● Task goal
Print out each entry below exactly, please.

● Records supplied
----

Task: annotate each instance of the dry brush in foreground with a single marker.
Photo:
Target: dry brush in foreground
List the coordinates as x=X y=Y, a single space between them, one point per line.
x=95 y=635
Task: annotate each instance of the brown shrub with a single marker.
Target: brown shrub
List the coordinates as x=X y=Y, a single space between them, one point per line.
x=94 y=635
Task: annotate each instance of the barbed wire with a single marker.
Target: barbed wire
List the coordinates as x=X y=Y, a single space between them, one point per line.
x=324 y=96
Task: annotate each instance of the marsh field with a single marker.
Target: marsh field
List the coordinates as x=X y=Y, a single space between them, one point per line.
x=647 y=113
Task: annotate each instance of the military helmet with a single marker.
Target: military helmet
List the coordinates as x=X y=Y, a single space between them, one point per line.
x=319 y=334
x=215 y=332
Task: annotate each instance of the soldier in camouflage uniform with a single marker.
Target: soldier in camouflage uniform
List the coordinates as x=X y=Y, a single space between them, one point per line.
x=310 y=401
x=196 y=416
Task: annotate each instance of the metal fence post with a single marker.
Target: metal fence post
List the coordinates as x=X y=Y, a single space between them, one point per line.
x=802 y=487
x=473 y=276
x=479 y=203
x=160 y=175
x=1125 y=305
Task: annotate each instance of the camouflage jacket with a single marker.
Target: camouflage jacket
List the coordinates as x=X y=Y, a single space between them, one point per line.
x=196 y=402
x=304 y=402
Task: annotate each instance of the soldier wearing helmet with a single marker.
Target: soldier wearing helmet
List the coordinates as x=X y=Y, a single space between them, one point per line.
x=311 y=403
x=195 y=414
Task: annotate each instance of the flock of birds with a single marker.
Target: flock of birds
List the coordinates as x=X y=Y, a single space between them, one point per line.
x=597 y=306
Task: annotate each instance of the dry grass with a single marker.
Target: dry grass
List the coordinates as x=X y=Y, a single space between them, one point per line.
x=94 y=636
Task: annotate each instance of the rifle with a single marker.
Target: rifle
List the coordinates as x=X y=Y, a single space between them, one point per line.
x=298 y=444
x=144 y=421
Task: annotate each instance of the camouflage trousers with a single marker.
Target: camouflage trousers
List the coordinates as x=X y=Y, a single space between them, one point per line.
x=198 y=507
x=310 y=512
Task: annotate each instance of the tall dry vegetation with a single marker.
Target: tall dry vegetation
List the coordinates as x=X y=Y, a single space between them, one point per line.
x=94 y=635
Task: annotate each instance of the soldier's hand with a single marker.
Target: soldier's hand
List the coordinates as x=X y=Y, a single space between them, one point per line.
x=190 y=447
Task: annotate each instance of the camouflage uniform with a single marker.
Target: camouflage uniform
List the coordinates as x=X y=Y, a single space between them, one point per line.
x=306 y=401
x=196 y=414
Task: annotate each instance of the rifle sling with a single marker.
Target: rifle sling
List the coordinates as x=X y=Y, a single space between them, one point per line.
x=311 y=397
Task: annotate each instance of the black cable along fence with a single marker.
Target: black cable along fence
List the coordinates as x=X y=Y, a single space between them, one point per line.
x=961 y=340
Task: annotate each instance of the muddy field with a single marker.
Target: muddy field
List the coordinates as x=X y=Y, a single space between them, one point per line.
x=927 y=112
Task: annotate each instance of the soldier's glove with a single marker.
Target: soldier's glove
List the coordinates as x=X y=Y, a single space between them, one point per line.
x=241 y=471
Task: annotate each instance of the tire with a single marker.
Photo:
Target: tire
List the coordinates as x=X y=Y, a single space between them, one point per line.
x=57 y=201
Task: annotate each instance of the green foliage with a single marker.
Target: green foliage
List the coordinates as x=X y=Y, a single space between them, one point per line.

----

● Finished task
Task: annotate each instance of the dry brush in foreground with a single marker.
Photo:
Target: dry brush in foreground
List the coordinates as x=X y=Y, a single space between them, one point per line.
x=95 y=635
Task: annotate each instance of the brown shrub with a single marker.
Target: brown shrub
List the coordinates as x=X y=Y, a single space between them, one point per line.
x=94 y=635
Task: annotate each instance of the barbed wire with a single marker.
Target: barbed wire
List the coordinates as x=X y=Y, a single space between them, one point per line.
x=324 y=96
Task: annotate each instance of the marsh field with a single marker.
Target: marsh field
List the coordinates as x=X y=Y, a single space between them, one point per line.
x=647 y=113
Task: annotate each instance of the military helmet with a single marker.
Target: military helmet
List the coordinates as x=X y=Y, a single space between them, one point per line.
x=319 y=334
x=215 y=332
Task: annotate each instance of the soldier in camouflage uniform with a single marker.
Target: soldier in camouflage uniform
List the coordinates as x=X y=Y, a single space between them, one point per line.
x=310 y=401
x=196 y=416
Task: annotate each instance of the metal fence post with a single marker.
Target: metal fence post
List the coordinates as x=X y=Y, a single space between them, one point per line.
x=802 y=487
x=473 y=276
x=479 y=203
x=160 y=175
x=1125 y=305
Task: annotate each instance of the camouflage jacket with a single marker.
Target: camouflage jacket
List the coordinates as x=X y=Y, a single space between them, one point per line.
x=196 y=402
x=304 y=402
Task: annotate each instance of the soldier wearing helmet with a single marker.
Target: soldier wearing helmet
List the coordinates as x=X y=Y, a single space between them, one point per line.
x=311 y=403
x=195 y=414
Task: annotate each instance of the flock of birds with a single marker.
Target: flock of birds
List the coordinates as x=X y=Y, a single space between them, one point per line.
x=597 y=306
Task: annotate each instance of the dry grass with a single marker.
Target: dry grass
List the coordinates as x=X y=Y, a single space between them, one point per line.
x=94 y=636
Task: annotate each instance of the rifle with a single marker.
Target: rifle
List the coordinates as x=X y=Y, a single space between them, one point per line.
x=298 y=444
x=144 y=421
Task: annotate each instance of the camouflage trousers with a single marker.
Target: camouflage trousers
List the coordinates as x=X y=Y, a single space between them, one point per line.
x=198 y=507
x=310 y=512
Task: annotate each instance of the tall dry vegetation with a single marker.
Target: tall dry vegetation
List the coordinates as x=X y=Y, a single space between them, one point per line.
x=94 y=635
Task: annotate each instance of the soldier's hand with a single marker.
Target: soldier's hand
List the coordinates as x=X y=Y, a single space between them, one point per line.
x=190 y=447
Task: annotate each instance of the camouflage uniform with a single marker.
Target: camouflage uniform
List the coordinates as x=X y=Y, a single space between them, one point per line.
x=306 y=401
x=196 y=414
Task: annotate each instance of the rifle sling with a single marker.
Target: rifle sling
List the coordinates as x=X y=Y, a single space between them, one point per line.
x=311 y=397
Task: annotate each instance of the black cable along fence with a single marker.
Target: black cable along fence
List the coordinates as x=X y=Y, a single space between them, one point per line.
x=961 y=340
Task: annotate each instance of the muddy field with a single marker.
Target: muddy field
List the coordinates as x=X y=Y, a single space between them, one point per line.
x=927 y=112
Task: annotate each instance of the soldier's glove with a single marker.
Target: soldier's glove
List the coordinates as x=X y=Y, a single space between them, one point per line.
x=241 y=471
Task: annotate each instance of the tire with a single marker.
Photo:
Target: tire
List the coordinates as x=X y=Y, a single space between them, one point per line.
x=57 y=201
Task: annotate each instance of the green foliage with a single marker.
Target: green foliage
List the coordinates as x=X y=Y, a single space between them, one point per line.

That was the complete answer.